People are often curious whether I finished high school, and whether I was a normal student at the university. The answer to both questions is yes. While the math department didn't seem particularly concerned as to whether I had a diploma, the music administration was quite adamant about it! In hindsight I don't think it's at all a bad thing that I fulfilled all the requirements. With a child in early college there will always be a few skeptics who worry that something's been missed in one's education. By completing the high school diploma and also taking or placing out of all necessary prerequisites at the college level, there wasn't any doubt as to whether I had earned my degree properly. I strongly encourage acceleration, but recommend against outright skipping educational steps. For the correspondence courses, for example, I did them much quicker than normal, but I did actually send in all of the lessons!

Basically, the philosophy my parents and I had was that the best way to be taken seriously at the university was not to ask for special treatment--aside from initially being allowed to take classes, of course! Having a particular teacher pulling for me was undoubtedly my entree into IU, but from that point on we were methodical in having me play by the rules, and did not try to pull strings. In the process I feel I enjoyed a complete education and evaded the trap of specializing too soon and missing the joys of discovering many other things.

**Parts of the exercise:**
A. Reproduce the account of early college word for word, everything from "Basically, the philosophy" down to "many other things.".
B. For each statement, answer yes or no to whether it agrees with the account of early college, and quote the words that decide it. (i) The math department insisted on seeing a high school diploma. (ii) All of the correspondence course lessons were sent in. (iii) The writer recommends skipping educational steps outright.

**Stored data:**

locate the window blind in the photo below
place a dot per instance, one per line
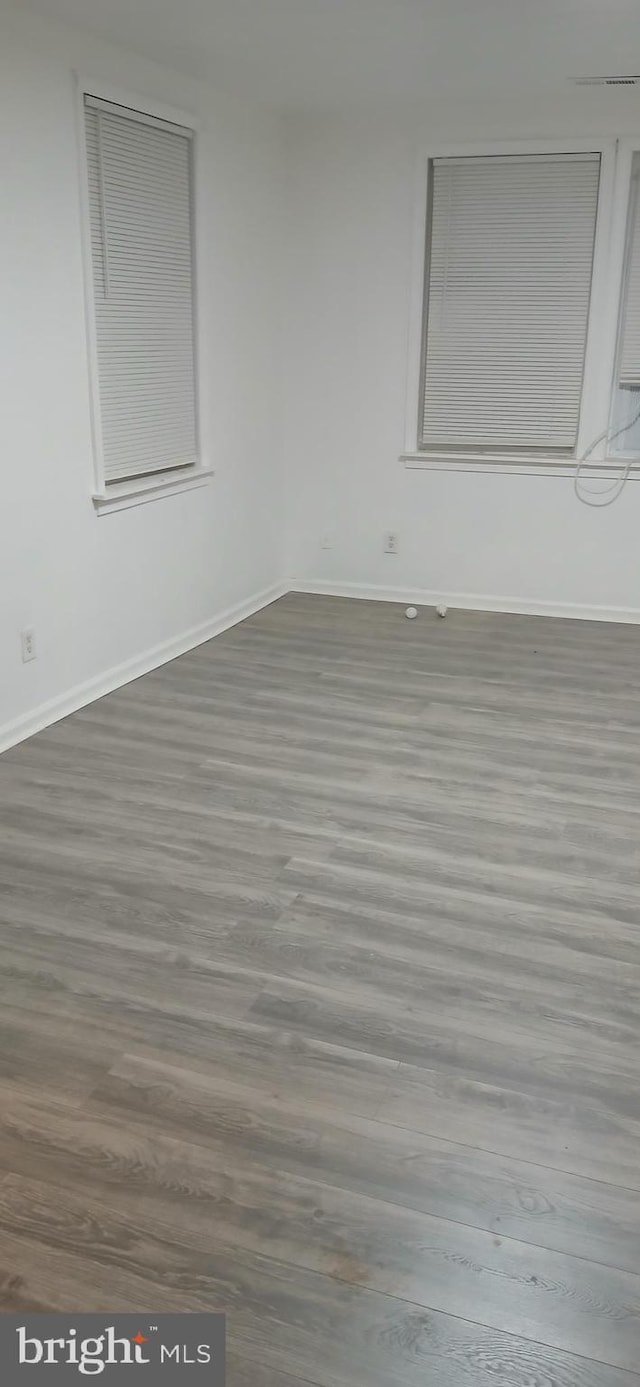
(629, 348)
(508, 278)
(140, 235)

**Answers to the tasks:**
A.
Basically, the philosophy my parents and I had was that the best way to be taken seriously at the university was not to ask for special treatment--aside from initially being allowed to take classes, of course! Having a particular teacher pulling for me was undoubtedly my entree into IU, but from that point on we were methodical in having me play by the rules, and did not try to pull strings. In the process I feel I enjoyed a complete education and evaded the trap of specializing too soon and missing the joys of discovering many other things.

B.
(i) No: "the math department didn't seem particularly concerned as to whether I had a diploma"
(ii) Yes: "I did actually send in all of the lessons"
(iii) No: "recommend against outright skipping educational steps"